■ EXERCISE REQUIREMENTS
Identify every line in the records below that contains the string "wing" and copy each such line. Case counts.

■ DATA EXCERPTS
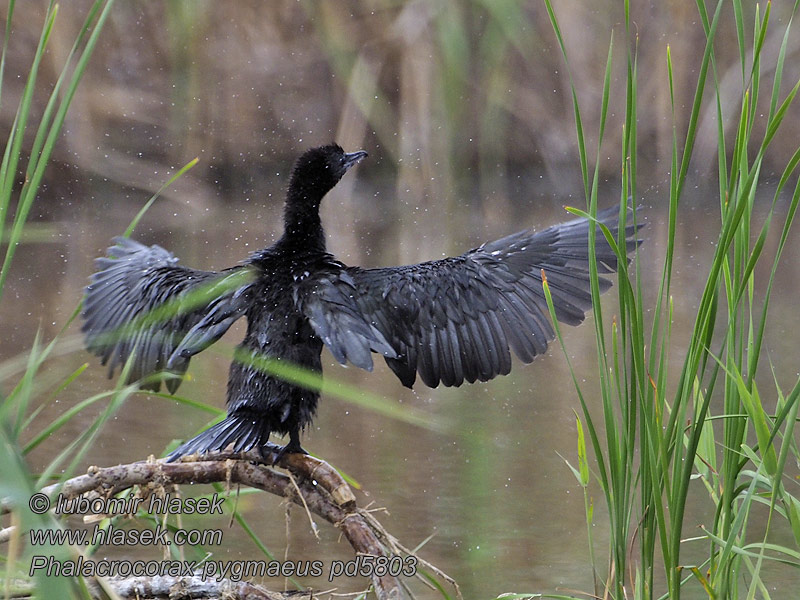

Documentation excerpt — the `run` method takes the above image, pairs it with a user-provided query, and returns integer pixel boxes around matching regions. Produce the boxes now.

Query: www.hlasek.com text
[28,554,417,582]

---

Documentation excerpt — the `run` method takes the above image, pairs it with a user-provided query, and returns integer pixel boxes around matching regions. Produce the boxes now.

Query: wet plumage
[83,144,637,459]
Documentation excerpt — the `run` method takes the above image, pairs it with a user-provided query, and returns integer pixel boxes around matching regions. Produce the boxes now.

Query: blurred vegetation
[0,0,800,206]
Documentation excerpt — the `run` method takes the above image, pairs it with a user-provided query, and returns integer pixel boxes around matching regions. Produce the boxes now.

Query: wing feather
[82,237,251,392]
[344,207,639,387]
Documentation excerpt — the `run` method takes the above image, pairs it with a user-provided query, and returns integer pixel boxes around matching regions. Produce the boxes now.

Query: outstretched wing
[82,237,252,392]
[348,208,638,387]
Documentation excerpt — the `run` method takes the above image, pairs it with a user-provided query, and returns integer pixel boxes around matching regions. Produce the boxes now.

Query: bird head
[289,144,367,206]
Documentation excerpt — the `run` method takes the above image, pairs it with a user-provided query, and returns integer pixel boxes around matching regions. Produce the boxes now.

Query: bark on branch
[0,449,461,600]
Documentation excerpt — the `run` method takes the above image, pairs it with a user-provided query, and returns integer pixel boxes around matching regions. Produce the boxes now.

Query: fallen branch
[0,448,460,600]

■ RIGHT ANSWER
Query: wing feather
Query: outstretched wing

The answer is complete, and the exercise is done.